Page text.
Wednesday, August 26, 2009

I just realized databases aren't always the way to go.

My molecular database for Bioclipse has been storing the molecules in Blobs inside the database. Since it is based on HSQLDB — in order to be easy to set up — I have been suffering from some scalability problems when the database grows big. Things like starting and stopping the database takes a long time and memory usage is high. Since it has to share memory with the rest of Bioclipse this has led to some trouble...

Anyhow, I have now made some experiments with storing the molecules as cml files outside the database instead of as Blobs inside it. So far I have only got create and retrieve up and running — no delete or update. But this was just what was needed to start doing some benchmarking. I have performed each step three times and things go faster and faster for each time. This is to be expected since the JVM will optimize things that run often.

The first operation is to import the data. I am using the Drugbank small_mol_drugs.sdf file from the Bioclispe drugbank sample data plugin for these tests. It contains about 1000 compunds and is about 7 MB in size. Figure 1 shows that the import time is about the same, maybe a little higher, for the file based approach. This is to be expected since most time is spent calculating fingerprints and such, so no speedup here but at least about the same.

Figure 1: Import time is negligibly higher for the file approach

To really show the speedup I performed a SMARTS query. The query I used was "CC=O", a fairly naive one but as it is mainly the loading we are looking at here that's fine. The SMARTS query method loads CML for each molecule, instantiates a CDK object and performs SMARTS matching using CDK code for that. Figure 2 enlightens the difference in time for that SMARTS query when the molecules are stored in the database and as files.

Figure 2: SMARTS querying time is significantly lower for the file approach

This is where files really pay off. With the help of YourKit I measured how much time was spent on doing the actual SMARTS matching in the two cases. Figure 3 shows that for files we are spending about 70% of the time on SMARTS matching compared to about 10% for the Blob appraoch.


Figure 3: In the files case about 70% of the time is spent doing actual SMARTS matching compared to about 10% when the molecules are stored in the databse

So with the files outside the database Bioclipse is not only more stable and quicker to start the SMARTS querying also performs much better. Now I just have to implement update and delete and make sure the files are stored in many folder enough to keep this approach scaling for huge amounts of data as well.


  1. Hm,

    what about SMARTS search *inside* the database ?

    For a biggish setup you'd go postgres (or such)
    anyway, which can embed Java stuff.


  2. I am considering switching out HSQLDB and use Mychem instead. But that means a complicated setup for the end user I am afraid... It needs to be installed separately.

    Perhaps a feature to migrate an outgrown HSQLDB based database to Mychem could be a way to go in the future.

    Or did you suggest SMARTS matching inside HSQLDB? That might be one way to go but then the molecules really have to be in the database and since that gave memory trouble I am not sure that is the path to success in this case...
    Besides wouldn't it be more or less the same thing? I mean all molecules till has to be read and instntiated first...

Given entries.
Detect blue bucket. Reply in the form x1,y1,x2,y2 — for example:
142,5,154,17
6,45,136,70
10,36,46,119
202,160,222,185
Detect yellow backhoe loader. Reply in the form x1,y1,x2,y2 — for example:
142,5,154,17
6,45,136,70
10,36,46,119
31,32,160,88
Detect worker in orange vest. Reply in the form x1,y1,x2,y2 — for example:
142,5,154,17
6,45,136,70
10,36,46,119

==

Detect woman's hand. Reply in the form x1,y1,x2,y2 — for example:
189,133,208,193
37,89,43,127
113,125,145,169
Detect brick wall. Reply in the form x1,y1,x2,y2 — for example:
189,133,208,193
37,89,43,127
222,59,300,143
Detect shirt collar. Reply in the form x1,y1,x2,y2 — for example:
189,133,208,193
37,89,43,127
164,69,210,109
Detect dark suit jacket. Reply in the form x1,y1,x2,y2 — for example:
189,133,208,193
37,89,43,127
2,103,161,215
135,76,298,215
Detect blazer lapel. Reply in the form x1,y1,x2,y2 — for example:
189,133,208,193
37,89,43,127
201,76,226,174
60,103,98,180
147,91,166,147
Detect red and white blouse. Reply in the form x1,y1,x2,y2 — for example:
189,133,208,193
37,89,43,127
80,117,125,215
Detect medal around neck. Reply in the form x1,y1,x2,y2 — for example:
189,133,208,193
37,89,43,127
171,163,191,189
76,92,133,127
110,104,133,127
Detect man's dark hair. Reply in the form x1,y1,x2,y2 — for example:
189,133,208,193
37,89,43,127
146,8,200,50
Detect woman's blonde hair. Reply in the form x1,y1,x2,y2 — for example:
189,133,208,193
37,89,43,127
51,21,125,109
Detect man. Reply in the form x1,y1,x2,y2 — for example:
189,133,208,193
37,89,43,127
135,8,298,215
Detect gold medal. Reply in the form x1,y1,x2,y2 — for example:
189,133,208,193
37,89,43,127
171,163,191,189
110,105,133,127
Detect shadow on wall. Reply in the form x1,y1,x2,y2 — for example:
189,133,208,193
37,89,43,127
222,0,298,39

==

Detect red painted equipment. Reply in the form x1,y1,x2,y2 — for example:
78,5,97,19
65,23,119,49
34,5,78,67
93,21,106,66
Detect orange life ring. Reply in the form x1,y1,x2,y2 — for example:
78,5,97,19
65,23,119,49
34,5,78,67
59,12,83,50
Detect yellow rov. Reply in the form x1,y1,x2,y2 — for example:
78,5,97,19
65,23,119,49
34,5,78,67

Your objective. Rewrite the post on storing molecules as files, starting at "Figure 1: Import" and ending at "the Blob appraoch.", and replace "the file approach" with "the file-based approach" throughout that passage.

Output for this task.
Figure 1: Import time is negligibly higher for the file-based approach

To really show the speedup I performed a SMARTS query. The query I used was "CC=O", a fairly naive one but as it is mainly the loading we are looking at here that's fine. The SMARTS query method loads CML for each molecule, instantiates a CDK object and performs SMARTS matching using CDK code for that. Figure 2 enlightens the difference in time for that SMARTS query when the molecules are stored in the database and as files.

Figure 2: SMARTS querying time is significantly lower for the file-based approach

This is where files really pay off. With the help of YourKit I measured how much time was spent on doing the actual SMARTS matching in the two cases. Figure 3 shows that for files we are spending about 70% of the time on SMARTS matching compared to about 10% for the Blob appraoch.